→ EXERCISE MATERIAL
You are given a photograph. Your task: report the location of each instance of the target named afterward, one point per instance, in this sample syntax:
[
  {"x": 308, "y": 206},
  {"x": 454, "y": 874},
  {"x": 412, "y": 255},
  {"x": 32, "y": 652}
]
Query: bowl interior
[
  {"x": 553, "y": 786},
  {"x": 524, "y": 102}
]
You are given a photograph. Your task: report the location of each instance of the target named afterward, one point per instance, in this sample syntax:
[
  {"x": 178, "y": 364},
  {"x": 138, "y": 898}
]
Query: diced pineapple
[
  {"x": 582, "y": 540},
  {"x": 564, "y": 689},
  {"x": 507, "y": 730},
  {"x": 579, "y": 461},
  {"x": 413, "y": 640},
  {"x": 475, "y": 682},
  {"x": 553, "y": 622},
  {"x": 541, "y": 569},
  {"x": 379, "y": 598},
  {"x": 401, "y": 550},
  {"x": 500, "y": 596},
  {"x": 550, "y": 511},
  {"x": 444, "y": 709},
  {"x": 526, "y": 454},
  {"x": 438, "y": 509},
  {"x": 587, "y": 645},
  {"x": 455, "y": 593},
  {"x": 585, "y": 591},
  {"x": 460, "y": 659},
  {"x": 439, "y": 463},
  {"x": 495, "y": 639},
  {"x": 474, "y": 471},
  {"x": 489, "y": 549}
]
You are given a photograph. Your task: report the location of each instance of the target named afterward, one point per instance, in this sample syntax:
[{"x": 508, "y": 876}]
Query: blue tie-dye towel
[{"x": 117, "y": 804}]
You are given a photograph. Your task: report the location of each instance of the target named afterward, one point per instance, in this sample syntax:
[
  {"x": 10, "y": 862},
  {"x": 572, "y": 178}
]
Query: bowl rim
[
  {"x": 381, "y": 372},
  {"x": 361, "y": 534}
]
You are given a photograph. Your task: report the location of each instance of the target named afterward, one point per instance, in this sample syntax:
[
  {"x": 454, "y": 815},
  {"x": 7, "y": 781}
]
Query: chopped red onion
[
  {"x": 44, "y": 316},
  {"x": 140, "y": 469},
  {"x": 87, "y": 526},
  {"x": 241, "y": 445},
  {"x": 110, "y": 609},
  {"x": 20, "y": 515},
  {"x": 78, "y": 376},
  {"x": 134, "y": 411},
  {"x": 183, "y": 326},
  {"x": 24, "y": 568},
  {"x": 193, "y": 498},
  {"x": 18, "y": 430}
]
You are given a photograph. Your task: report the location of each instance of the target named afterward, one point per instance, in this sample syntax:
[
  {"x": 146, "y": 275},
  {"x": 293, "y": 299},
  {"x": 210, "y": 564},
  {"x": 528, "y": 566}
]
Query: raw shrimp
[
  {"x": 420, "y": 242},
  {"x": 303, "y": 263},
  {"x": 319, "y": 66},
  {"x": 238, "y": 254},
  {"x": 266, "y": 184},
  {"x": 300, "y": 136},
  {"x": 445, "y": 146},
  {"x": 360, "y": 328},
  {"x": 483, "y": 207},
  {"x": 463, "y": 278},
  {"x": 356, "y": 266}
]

→ DIRECTION
List every line of the items above that contains the string "Query".

→ OUTPUT FOR THIS TASK
Query: bowl interior
Query: diced pineapple
Query: blue tie-dye towel
Query: bowl rim
Query: chopped red onion
Query: raw shrimp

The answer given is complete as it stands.